TASKS:
1. What award did The Juche Idea win at the Chicago Underground Film Festival, according to the film review?
2. Using the film review, decide whether each statement is true and quote the words that settle it: (a) The Juche Idea runs 62 minutes. (b) Yoon Jung Lee's art residency takes place in South Korea. (c) Finn made The Juche Idea during an art residency of his own.

EXERCISE TEXT:

Though I haven’t seen director Jim Finn’s prior “utopian comedies” exploring communism in the USSR and Peru, his current venture into North Korean ideology with The Juche Idea leaves little doubt as to why he’s a darling of the experimental filmmaking world. Nabbing Best Narrative Feature at the Chicago Underground Film Festival, the 62-minute flick takes as its starting point Kim Jong Il’s Juche (choo-CHAY), a philosophy of self-reliance that the Dear Leader applied to his film industry beginning in the late ’60s. While Finn makes ample use of footage from North Korea’s state-sanctioned propaganda docs and hokey narrative features, the heart of the story lies with a South Korean video artist named Yoon Jung Lee, tasked to breathe new life into Juche cinema during a North Korean art residency at a collective farm. While the character of this video artist was inspired by an actual South Korean kidnapped in the ’70s and forced to work for Kim Jong Il’s moviemaking machine, her true role is as Finn’s own imaginary stand-in.
And this is precisely what elevates Finn’s work above everyday political parody. By integrating Yoon’s avant-garde art residency videos, including a project titled Dentures of Imperialism, with deadpan interviews with a Bulgarian colleague, and eventually with Yoon’s sci-fi Juche movie, Finn has managed to spoof not just easy-target Kim, but also the very notion of artists in residence making ever more obscure, inaccessible, and pretentious work. (Refreshingly, Finn isn’t above poking fun at himself; The Juche Idea being the product of his own art residency.)
From quotes on Juche film theory lifted from Kim Jong Il’s On the Art of the Cinema, to segments on English as a Socialist Language (featuring stilted ESL discussions between a Russian actor and a Korean guy singing the praises of a North Korean nature park, a hotel with a beauty salon and finally a hospital offering free medical care), to an interview in which Yoon expresses regret in telling the regional director about her guinea pig’s eye surgery, Finn’s film feels like a throwback to the wild inventiveness of public access TV. Indeed, Yoon’s sci-fi movie line “Juche slut!” deserves to be screamed at a midnight screen near you.

Stored data entries:
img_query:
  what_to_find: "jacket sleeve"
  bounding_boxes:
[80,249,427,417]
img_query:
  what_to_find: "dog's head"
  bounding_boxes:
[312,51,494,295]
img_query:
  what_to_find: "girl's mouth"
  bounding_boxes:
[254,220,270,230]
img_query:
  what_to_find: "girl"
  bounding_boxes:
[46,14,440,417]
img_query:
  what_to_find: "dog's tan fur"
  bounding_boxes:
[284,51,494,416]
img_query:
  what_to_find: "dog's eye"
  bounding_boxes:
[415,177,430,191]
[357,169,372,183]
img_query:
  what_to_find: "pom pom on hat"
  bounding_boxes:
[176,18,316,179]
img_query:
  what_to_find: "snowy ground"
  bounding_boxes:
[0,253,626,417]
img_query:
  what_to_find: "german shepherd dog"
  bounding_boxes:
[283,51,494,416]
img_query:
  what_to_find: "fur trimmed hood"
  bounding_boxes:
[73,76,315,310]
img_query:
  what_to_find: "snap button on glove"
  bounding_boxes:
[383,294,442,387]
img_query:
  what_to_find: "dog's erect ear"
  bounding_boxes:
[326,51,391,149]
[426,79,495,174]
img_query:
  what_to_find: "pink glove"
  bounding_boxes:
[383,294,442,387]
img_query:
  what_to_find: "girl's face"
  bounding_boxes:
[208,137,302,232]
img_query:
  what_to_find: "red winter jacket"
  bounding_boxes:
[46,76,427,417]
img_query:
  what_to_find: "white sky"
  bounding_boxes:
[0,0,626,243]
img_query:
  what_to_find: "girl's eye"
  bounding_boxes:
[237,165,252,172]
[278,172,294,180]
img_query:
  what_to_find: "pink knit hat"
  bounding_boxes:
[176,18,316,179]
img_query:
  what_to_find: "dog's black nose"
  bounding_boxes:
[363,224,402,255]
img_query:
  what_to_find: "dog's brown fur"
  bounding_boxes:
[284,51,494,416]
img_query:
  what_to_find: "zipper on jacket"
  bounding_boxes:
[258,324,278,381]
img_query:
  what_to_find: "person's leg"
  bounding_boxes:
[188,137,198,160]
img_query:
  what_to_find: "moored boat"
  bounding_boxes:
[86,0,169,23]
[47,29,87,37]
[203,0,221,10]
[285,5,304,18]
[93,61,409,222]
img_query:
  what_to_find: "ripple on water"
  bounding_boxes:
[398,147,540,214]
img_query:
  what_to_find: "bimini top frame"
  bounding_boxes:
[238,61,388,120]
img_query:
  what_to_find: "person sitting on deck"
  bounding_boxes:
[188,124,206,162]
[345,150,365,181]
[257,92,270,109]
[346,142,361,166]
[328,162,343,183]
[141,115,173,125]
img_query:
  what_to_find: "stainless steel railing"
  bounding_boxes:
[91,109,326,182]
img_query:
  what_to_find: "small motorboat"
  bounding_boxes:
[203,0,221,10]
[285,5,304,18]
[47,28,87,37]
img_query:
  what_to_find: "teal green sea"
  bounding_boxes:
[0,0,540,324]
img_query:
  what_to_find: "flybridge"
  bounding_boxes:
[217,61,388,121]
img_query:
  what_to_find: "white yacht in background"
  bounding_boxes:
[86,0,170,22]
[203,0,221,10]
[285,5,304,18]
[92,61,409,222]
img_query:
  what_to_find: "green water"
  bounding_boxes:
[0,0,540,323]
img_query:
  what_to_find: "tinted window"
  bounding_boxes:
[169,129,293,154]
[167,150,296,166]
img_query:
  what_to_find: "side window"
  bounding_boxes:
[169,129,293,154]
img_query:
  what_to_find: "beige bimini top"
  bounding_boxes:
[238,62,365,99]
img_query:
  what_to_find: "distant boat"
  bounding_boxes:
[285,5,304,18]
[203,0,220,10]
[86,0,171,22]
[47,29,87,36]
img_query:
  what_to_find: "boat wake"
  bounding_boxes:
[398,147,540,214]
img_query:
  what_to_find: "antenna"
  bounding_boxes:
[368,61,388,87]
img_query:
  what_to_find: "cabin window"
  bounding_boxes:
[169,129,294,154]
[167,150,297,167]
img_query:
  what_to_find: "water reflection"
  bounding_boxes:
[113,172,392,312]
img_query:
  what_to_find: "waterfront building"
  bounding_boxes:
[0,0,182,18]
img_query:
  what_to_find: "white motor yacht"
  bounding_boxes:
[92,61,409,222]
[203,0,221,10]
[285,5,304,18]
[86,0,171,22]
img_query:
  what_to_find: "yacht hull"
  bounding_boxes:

--

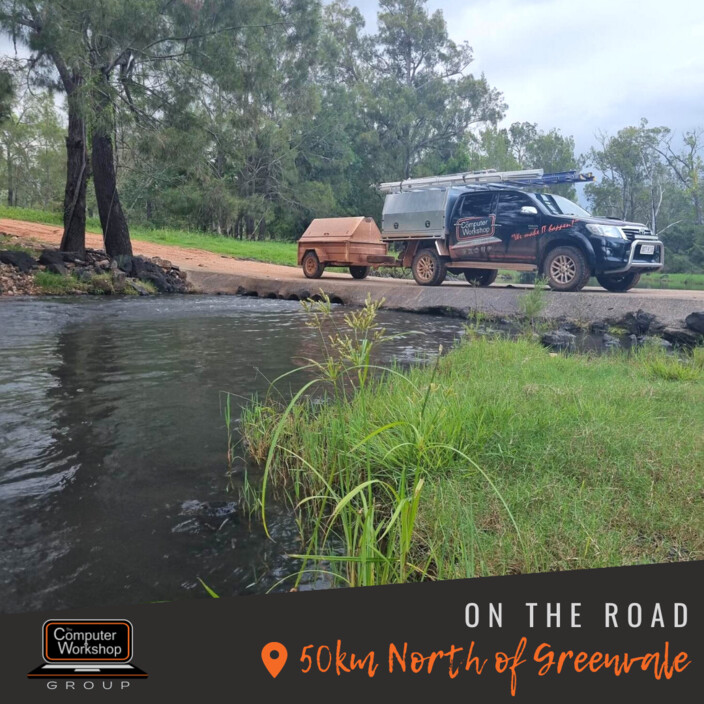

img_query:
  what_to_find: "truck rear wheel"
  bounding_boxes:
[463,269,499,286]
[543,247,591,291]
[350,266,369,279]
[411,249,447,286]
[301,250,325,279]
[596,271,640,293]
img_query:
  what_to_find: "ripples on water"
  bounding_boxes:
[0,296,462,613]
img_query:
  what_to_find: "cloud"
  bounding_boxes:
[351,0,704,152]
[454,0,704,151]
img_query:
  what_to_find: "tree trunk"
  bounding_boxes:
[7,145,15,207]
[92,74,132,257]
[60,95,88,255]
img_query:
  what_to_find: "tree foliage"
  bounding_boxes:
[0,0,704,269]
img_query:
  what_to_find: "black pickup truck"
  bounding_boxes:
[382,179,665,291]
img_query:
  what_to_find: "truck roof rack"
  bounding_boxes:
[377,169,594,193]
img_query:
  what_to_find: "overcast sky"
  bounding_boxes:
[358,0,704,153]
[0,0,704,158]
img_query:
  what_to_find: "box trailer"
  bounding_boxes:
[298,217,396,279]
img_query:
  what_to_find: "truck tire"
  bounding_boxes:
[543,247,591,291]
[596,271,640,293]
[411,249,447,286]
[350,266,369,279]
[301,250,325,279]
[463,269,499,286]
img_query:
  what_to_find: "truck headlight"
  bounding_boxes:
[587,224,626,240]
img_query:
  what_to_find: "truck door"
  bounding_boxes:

REPLIES:
1. Best Narrative Feature

2.
(a) Yes: "the 62-minute flick"
(b) No: "during a North Korean art residency at a collective farm"
(c) Yes: "The Juche Idea being the product of his own art residency"